====== 文档正文 ======
看看环境准备到底做了些什么,代码比较长,其实都是准备各种模式的配置参数。

  /**
   * Prepare the environment for submitting an application.
   *
   * @param args the parsed SparkSubmitArguments used for environment preparation.
   * @param conf the Hadoop Configuration, this argument will only be set in unit test.
   * @return a 4-tuple:
   *        (1) the arguments for the child process,
   *        (2) a list of classpath entries for the child,
   *        (3) a map of system properties, and
   *        (4) the main class for the child
   *
   * Exposed for testing.
   */
  /**
   * SparkSubmit的运行环境准备方法
   * args:通过SparkSubmitArguments解析的参数
   * conf: hadoop的conf设置,只在测试的时候使用
   * 返回元组(子类参数,子类路径,k/v格式spark配置,子类main)
   */
  private[deploy] def prepareSubmitEnvironment(
      args: SparkSubmitArguments,
      conf: Option[HadoopConfiguration] = None)
      : (Seq[String], Seq[String], SparkConf, String) = {
    // Return values
    val childArgs = new ArrayBuffer[String]()
    val childClasspath = new ArrayBuffer[String]()
    val sparkConf = new SparkConf()
    var childMainClass = ""

    // Set the cluster manager
    // 集群管理器
    // 也就是提交时指定--master local/yarn/yarn-client/yarn-cluster/spark://192.168.2.1:7077
    // 或者 mesos,k8s等运行模式
    val clusterManager: Int = args.master match {
      case "yarn" => YARN
      // spark2以后,建议以--master yarn --deploy-mode client/cluster方式提交
      case "yarn-client" | "yarn-cluster" =>
        logWarning(s"Master ${args.master} is deprecated since 2.0." +
          " Please use master \"yarn\" with specified deploy mode instead.")
        YARN
      case m if m.startsWith("spark") => STANDALONE
      case m if m.startsWith("mesos") => MESOS
      case m if m.startsWith("k8s") => KUBERNETES
      case m if m.startsWith("local") => LOCAL
      // 其他则报错
      case _ =>
        error("Master must either be yarn or start with spark, mesos, k8s, or local")
        -1
    }

    // Set the deploy mode; default is client mode
    // 判断--deploy-mode的模式
    // 如果没有设置,默认为client模式,--master yarn提交,不加--deploy-mode clinet其实也是yarn-client模式
    // 设置了cluster才会以yarn-cluster模式运行
    var deployMode: Int = args.deployMode match {
      case "client" | null => CLIENT
      case "cluster" => CLUSTER
      case _ =>
        error("Deploy mode must be either client or cluster")
======
- 任务说明
A) 关于 SparkSubmit 环境准备的这段代码,请回答:
(i) 方法签名中声明的返回元组,四个元素的类型依次是什么?
(ii) 以 "yarn-client" 或 "yarn-cluster" 作为 master 时,会被告知从哪个版本起已弃用?最终对应哪个集群管理器?
(iii) 未设置 --deploy-mode 时,默认采用哪种模式?
B) 请续写 SparkSubmit 环境准备的这段代码,从它最后显示的那一行之后接着写。
====== 所给资料 ======
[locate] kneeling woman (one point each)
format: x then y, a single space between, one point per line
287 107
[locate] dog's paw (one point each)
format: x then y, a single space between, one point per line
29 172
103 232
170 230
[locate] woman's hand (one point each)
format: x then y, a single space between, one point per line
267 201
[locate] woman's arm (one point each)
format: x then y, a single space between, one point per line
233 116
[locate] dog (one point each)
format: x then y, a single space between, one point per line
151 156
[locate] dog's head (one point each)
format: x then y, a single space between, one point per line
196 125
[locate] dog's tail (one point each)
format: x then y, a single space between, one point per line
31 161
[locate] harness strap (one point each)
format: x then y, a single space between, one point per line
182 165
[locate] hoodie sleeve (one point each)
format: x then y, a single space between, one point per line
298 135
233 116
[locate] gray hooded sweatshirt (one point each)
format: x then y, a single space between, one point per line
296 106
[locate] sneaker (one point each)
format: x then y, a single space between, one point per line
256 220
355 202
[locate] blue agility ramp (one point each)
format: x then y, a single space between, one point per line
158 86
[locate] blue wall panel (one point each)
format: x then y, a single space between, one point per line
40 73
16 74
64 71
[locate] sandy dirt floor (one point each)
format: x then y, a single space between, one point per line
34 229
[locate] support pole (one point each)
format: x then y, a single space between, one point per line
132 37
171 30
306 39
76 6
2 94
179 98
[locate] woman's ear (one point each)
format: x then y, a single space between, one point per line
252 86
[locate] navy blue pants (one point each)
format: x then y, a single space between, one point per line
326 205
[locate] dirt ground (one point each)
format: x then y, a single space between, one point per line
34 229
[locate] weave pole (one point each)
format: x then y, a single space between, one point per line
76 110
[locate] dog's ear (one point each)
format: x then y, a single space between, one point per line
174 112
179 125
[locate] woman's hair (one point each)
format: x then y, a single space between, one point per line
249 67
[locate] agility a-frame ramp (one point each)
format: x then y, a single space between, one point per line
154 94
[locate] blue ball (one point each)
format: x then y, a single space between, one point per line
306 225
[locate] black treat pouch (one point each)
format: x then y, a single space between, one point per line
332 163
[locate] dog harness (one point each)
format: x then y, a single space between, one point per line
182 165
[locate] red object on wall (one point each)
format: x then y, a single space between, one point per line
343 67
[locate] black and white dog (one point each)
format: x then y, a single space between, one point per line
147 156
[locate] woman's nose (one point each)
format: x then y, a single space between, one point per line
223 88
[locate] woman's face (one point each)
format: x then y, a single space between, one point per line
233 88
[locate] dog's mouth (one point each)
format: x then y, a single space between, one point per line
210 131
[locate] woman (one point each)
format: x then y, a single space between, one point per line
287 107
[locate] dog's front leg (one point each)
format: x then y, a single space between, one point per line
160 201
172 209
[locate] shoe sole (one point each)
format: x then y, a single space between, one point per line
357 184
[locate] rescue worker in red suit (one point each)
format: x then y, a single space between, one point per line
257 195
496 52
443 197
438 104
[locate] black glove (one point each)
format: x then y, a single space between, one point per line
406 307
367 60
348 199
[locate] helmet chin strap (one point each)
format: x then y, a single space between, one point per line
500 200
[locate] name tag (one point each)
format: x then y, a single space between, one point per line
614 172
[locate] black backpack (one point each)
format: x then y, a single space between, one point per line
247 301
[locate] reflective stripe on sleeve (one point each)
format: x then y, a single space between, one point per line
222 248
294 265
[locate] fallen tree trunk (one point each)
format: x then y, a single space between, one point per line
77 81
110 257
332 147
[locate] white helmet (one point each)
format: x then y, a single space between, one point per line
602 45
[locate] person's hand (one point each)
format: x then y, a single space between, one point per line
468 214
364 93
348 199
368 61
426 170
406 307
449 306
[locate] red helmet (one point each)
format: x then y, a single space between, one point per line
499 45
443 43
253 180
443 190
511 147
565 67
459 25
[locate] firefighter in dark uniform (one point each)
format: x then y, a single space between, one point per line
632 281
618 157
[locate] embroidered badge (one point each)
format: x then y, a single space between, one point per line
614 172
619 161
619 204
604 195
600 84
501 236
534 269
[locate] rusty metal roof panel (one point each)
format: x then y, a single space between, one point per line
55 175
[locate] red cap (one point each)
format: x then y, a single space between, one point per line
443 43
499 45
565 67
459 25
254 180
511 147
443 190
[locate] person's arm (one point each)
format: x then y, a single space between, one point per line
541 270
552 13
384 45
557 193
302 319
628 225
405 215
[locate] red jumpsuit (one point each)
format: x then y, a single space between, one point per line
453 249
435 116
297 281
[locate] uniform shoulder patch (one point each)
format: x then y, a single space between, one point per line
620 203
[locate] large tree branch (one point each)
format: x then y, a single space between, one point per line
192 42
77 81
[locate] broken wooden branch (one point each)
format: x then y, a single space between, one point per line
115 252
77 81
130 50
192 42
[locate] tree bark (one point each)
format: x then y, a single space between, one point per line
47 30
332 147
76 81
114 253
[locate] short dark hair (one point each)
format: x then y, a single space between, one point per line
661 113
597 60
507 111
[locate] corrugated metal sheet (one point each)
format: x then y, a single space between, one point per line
======
- 各题答案
A)
(i) Seq[String]、Seq[String]、SparkConf、String。
(ii) 从 2.0 起弃用,最终对应 YARN。
(iii) 默认采用 client 模式(CLIENT)。

B)
        -1
    }

    // Because the deprecated way of specifying "yarn-cluster" and "yarn-client" encapsulate both
    // the master and deploy mode, we have some logic to infer the master and deploy mode
    // from each other if only one is specified, or exit early if they are at odds.
    // 这里是判断设置了--master yarn-client/cluster,--deploy-mode也设置了值的解决方法
    if (clusterManager == YARN) {
      (args.master, args.deployMode) match {
        case ("yarn-cluster", null) =>
          deployMode = CLUSTER
          args.master = "yarn"
        // 主要是这里--master yarn-cluster --deploy-mode client,模式冲突了,会报错
        case ("yarn-cluster", "client") =>
          error("Client deploy mode is not compatible with master \"yarn-cluster\"")
        case ("yarn-client", "cluster") =>
          error("Cluster deploy mode is not compatible with master \"yarn-client\"")
        // 不是上面的情况,设置master为yarn
        // 即yarn-client和clinet,yarn-cluster和cluster,设置成2.0以后建议模式,--master yarn
        case (_, mode) =>
          args.master = "yarn"
      }

      // Make sure YARN is included in our build if we're trying to use it
      // 判断yarn类已经编译,并且不是testing模式
      if (!Utils.classIsLoadable(YARN_CLUSTER_SUBMIT_CLASS) && !Utils.isTesting) {
        error(
          "Could not load YARN classes. " +
          "This copy of Spark may not have been compiled with YARN support.")
      }
    }

    // 判断k8s模式master和非testing模式
    if (clusterManager == KUBERNETES) {
      args.master = Utils.checkAndGetK8sMasterUrl(args.master)
      // Make sure KUBERNETES is included in our build if we're trying to use it
      if (!Utils.classIsLoadable(KUBERNETES_CLUSTER_SUBMIT_CLASS) && !Utils.isTesting) {
        error(
          "Could not load KUBERNETES classes. " +
            "This copy of Spark may not have been compiled with KUBERNETES support.")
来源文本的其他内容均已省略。